● **DATA SUPPLIED**:
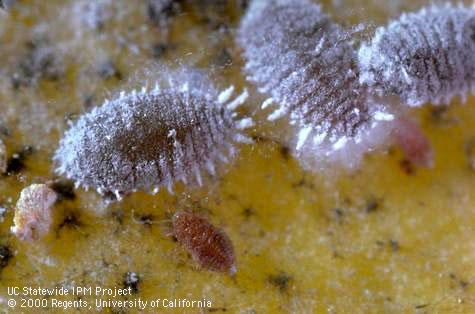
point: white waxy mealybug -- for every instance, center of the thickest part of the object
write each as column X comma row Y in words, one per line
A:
column 426, row 56
column 33, row 216
column 306, row 63
column 148, row 139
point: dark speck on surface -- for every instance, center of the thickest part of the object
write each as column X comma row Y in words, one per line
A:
column 248, row 212
column 5, row 256
column 16, row 163
column 159, row 50
column 285, row 152
column 108, row 70
column 64, row 189
column 281, row 281
column 70, row 220
column 132, row 281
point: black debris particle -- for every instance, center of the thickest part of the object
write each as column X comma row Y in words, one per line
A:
column 242, row 4
column 248, row 212
column 89, row 102
column 132, row 281
column 281, row 281
column 145, row 219
column 71, row 220
column 118, row 215
column 422, row 306
column 159, row 12
column 41, row 61
column 223, row 58
column 109, row 69
column 64, row 189
column 394, row 245
column 285, row 152
column 16, row 162
column 5, row 255
column 159, row 50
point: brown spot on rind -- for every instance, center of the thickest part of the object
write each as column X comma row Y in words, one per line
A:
column 207, row 244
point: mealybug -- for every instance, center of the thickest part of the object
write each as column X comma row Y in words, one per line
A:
column 151, row 138
column 3, row 157
column 306, row 63
column 208, row 245
column 33, row 212
column 427, row 56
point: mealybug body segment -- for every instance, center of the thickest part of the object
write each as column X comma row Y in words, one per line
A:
column 3, row 158
column 152, row 138
column 306, row 63
column 208, row 245
column 33, row 216
column 426, row 56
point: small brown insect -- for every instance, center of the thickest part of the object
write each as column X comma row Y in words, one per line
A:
column 207, row 244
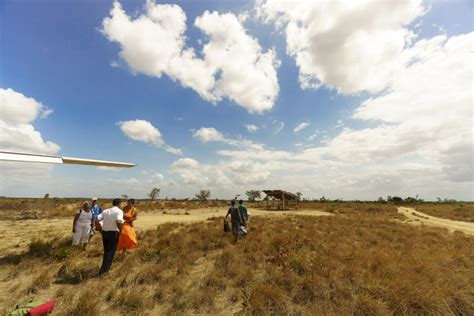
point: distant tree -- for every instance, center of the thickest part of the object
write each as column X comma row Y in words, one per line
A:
column 203, row 195
column 396, row 199
column 299, row 195
column 253, row 195
column 154, row 193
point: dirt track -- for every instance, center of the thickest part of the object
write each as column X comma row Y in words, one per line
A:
column 18, row 234
column 419, row 218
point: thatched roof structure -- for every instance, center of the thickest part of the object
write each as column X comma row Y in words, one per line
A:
column 284, row 199
column 279, row 194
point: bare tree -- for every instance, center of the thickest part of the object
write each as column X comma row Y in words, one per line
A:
column 299, row 195
column 253, row 195
column 203, row 195
column 154, row 193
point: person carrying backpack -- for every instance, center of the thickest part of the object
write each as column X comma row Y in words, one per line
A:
column 235, row 219
column 81, row 226
column 243, row 213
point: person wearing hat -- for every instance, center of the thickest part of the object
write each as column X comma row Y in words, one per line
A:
column 112, row 220
column 95, row 208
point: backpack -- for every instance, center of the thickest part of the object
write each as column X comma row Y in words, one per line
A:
column 226, row 227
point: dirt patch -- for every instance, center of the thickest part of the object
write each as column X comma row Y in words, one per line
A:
column 422, row 218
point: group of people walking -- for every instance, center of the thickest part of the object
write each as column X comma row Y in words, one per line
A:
column 115, row 225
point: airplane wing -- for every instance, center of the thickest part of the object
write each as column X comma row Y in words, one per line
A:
column 13, row 156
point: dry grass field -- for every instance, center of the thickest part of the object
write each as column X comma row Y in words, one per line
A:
column 362, row 260
column 456, row 211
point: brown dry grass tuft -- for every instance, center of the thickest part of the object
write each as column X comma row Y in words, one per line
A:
column 457, row 211
column 357, row 262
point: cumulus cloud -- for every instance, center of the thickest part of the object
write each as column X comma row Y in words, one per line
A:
column 251, row 128
column 277, row 126
column 421, row 139
column 154, row 44
column 301, row 127
column 224, row 174
column 144, row 131
column 17, row 133
column 347, row 45
column 208, row 134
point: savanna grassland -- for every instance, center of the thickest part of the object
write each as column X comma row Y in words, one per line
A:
column 362, row 260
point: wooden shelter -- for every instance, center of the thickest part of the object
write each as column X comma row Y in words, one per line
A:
column 280, row 200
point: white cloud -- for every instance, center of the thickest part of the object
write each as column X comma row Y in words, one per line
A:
column 347, row 45
column 314, row 135
column 16, row 130
column 154, row 44
column 251, row 128
column 301, row 127
column 277, row 126
column 17, row 114
column 422, row 143
column 173, row 150
column 208, row 134
column 144, row 131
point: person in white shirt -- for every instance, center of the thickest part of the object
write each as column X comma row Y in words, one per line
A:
column 112, row 220
column 81, row 226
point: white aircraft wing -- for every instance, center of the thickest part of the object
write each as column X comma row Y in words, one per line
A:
column 13, row 156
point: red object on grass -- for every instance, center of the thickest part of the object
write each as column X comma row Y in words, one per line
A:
column 43, row 309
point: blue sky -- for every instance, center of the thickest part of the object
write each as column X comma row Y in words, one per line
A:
column 60, row 54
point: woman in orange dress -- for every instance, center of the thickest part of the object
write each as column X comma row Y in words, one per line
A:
column 128, row 238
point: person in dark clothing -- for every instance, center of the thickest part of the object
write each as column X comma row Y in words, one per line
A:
column 235, row 219
column 243, row 213
column 112, row 220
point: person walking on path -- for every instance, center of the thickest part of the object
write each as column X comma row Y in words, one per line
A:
column 128, row 238
column 95, row 210
column 112, row 219
column 81, row 226
column 235, row 219
column 243, row 213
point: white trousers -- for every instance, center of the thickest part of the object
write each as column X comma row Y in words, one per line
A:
column 81, row 235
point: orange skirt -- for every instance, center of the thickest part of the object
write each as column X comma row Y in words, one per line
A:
column 128, row 238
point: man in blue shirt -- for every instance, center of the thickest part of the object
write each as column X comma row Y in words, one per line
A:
column 95, row 210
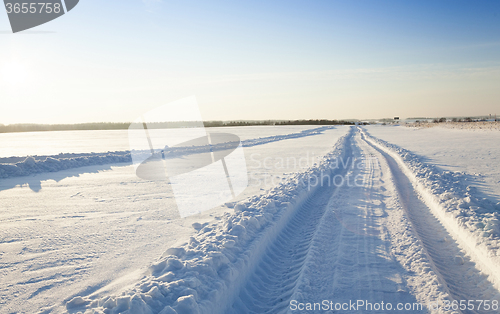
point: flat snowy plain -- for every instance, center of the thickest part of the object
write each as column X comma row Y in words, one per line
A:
column 403, row 216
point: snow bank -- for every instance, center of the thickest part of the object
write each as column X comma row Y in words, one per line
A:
column 473, row 221
column 204, row 275
column 34, row 164
column 25, row 166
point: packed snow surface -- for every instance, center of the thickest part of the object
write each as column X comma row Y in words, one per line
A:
column 96, row 229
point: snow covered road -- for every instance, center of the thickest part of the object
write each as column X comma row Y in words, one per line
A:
column 368, row 228
column 353, row 234
column 370, row 243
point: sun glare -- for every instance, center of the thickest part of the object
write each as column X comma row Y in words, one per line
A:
column 13, row 73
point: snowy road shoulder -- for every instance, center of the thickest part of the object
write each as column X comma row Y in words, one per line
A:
column 472, row 221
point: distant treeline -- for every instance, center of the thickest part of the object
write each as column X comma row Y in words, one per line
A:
column 163, row 125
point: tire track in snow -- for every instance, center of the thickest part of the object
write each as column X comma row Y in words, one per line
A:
column 352, row 256
column 455, row 270
column 270, row 287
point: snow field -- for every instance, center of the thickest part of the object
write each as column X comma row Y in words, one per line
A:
column 473, row 222
column 24, row 166
column 202, row 275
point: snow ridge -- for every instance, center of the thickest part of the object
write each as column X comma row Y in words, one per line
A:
column 474, row 222
column 206, row 274
column 25, row 166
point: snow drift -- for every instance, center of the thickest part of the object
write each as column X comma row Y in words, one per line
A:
column 473, row 221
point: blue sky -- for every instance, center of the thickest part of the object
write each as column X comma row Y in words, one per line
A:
column 113, row 60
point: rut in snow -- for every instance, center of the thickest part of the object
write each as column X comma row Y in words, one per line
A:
column 272, row 284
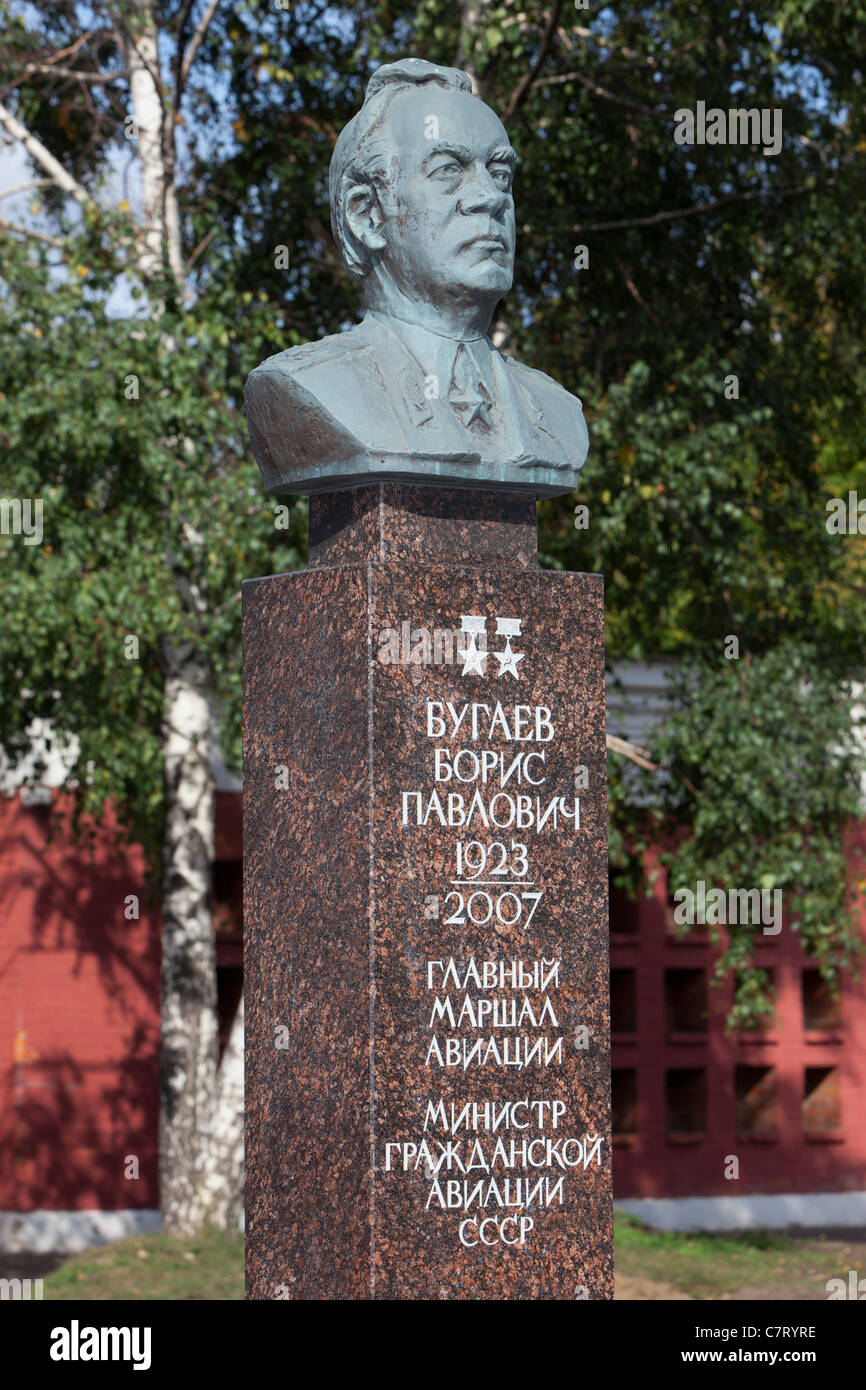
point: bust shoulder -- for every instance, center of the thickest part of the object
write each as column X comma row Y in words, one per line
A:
column 323, row 352
column 540, row 381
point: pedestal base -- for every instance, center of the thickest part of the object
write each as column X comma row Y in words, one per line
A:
column 426, row 920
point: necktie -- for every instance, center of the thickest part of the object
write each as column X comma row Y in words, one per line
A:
column 467, row 395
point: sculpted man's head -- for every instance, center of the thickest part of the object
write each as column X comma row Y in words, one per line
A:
column 421, row 199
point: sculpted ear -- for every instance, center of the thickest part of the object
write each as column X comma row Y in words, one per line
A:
column 364, row 217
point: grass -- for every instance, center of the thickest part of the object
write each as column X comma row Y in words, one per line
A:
column 705, row 1266
column 711, row 1266
column 154, row 1266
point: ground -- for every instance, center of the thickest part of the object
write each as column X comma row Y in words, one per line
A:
column 651, row 1265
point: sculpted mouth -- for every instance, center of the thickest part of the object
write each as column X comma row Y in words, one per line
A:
column 487, row 241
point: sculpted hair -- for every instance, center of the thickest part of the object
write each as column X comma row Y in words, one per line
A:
column 363, row 152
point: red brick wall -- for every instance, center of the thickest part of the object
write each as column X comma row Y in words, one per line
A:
column 79, row 993
column 79, row 1043
column 786, row 1146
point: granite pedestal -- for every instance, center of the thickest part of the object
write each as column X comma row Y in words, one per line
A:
column 426, row 909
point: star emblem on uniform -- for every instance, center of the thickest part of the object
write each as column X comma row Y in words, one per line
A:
column 508, row 660
column 474, row 626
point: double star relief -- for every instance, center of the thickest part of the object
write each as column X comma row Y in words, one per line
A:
column 473, row 659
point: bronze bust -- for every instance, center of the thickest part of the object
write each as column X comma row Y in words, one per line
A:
column 423, row 214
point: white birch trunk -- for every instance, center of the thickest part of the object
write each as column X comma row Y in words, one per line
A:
column 189, row 965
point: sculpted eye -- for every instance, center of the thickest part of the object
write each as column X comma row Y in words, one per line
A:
column 449, row 168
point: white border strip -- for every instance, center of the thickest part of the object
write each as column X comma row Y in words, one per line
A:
column 68, row 1233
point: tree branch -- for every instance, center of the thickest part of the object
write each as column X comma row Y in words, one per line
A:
column 52, row 71
column 28, row 231
column 702, row 207
column 633, row 752
column 195, row 43
column 22, row 188
column 36, row 149
column 601, row 91
column 523, row 88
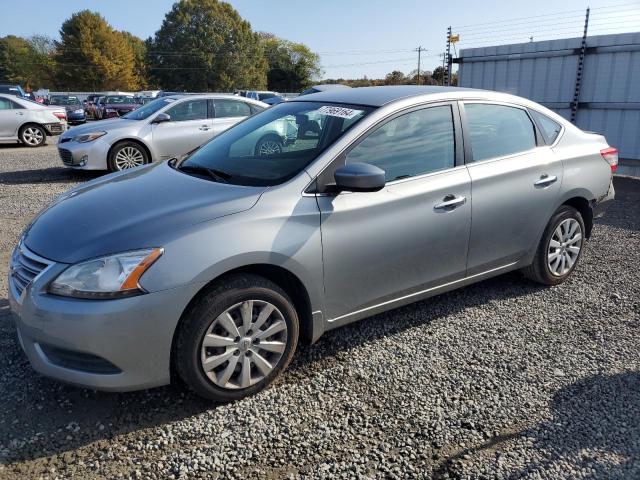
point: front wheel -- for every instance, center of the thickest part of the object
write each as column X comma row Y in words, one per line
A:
column 560, row 248
column 126, row 155
column 32, row 135
column 236, row 339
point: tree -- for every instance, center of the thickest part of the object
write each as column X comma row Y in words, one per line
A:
column 204, row 45
column 395, row 78
column 93, row 56
column 22, row 63
column 139, row 48
column 292, row 66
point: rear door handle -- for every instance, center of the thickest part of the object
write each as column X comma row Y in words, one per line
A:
column 450, row 202
column 545, row 180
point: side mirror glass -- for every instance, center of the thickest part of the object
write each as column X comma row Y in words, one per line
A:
column 359, row 177
column 161, row 118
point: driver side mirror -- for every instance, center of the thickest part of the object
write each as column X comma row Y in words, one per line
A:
column 359, row 177
column 161, row 118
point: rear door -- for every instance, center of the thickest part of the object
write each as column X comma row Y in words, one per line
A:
column 10, row 118
column 190, row 127
column 228, row 112
column 515, row 179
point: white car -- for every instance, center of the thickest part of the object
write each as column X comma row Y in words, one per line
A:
column 29, row 122
column 164, row 128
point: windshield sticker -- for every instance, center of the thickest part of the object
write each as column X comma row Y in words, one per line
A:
column 338, row 112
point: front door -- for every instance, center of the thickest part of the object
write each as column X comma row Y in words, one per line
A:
column 190, row 127
column 412, row 235
column 515, row 180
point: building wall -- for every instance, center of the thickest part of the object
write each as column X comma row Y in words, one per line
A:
column 545, row 72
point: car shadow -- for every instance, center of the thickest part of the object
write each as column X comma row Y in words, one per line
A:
column 594, row 426
column 46, row 417
column 48, row 175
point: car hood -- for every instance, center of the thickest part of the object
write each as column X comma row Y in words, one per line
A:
column 141, row 208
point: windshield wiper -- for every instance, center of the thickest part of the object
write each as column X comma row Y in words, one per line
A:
column 217, row 175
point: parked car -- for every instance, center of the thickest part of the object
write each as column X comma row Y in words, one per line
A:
column 323, row 88
column 29, row 122
column 116, row 106
column 161, row 129
column 73, row 106
column 215, row 267
column 13, row 89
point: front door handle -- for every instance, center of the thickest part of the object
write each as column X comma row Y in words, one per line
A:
column 545, row 180
column 450, row 202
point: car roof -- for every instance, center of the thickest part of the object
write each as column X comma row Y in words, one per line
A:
column 378, row 96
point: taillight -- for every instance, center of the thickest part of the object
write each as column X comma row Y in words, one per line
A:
column 611, row 157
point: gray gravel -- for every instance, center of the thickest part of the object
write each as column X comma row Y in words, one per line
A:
column 504, row 379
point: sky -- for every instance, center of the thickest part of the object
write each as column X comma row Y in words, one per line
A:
column 357, row 38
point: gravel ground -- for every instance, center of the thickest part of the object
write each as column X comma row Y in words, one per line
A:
column 503, row 379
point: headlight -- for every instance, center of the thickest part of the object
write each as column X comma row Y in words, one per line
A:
column 88, row 137
column 113, row 276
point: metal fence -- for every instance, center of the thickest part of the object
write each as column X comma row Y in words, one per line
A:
column 607, row 88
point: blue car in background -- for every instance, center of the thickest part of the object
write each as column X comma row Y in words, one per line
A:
column 72, row 104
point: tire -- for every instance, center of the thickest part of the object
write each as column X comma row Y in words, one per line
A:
column 32, row 135
column 268, row 145
column 217, row 371
column 560, row 248
column 125, row 155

● **EXERCISE INSTRUCTIONS**: Extract, unchanged, everything from the line containing "point: sun glare" down to the line containing "column 272, row 284", including both of those lines.

● **OUTPUT BELOW**:
point: sun glare -- for every instance, center of the thickest part of the object
write each as column X comma row Y in words, one per line
A:
column 13, row 73
point: snowy road shoulder -- for every instance, center of the thickest part of the object
write each as column X comma row Y in words, one per line
A:
column 472, row 221
point: distant treeline -- for every instance, center of the thickest part of the object
write each as column X comma row Y in words, one per line
A:
column 163, row 125
point: tire track in snow -- for every instance, center of the thickest part of the object
write each as column X comma row Y in words, one per line
A:
column 352, row 256
column 455, row 270
column 270, row 287
point: snow field -- for every instance, center of the thickest part of the object
write each as column X comma row Y in words, one per line
A:
column 473, row 222
column 24, row 166
column 202, row 275
point: snow ridge -- for every instance, center of the thickest part of the object
write each as column X comma row Y in words, one per line
A:
column 474, row 222
column 206, row 274
column 25, row 166
point: snow drift -- for every instance, center of the thickest part of the object
write each as column X comma row Y in words, one per line
A:
column 473, row 221
point: blue sky -- for every instance, center of the thickest part of the object
write each as column X comma row Y in words, one per line
A:
column 113, row 60
point: rut in snow -- for every instance, center of the thickest part of the object
write each as column X comma row Y in words, one per line
A:
column 272, row 284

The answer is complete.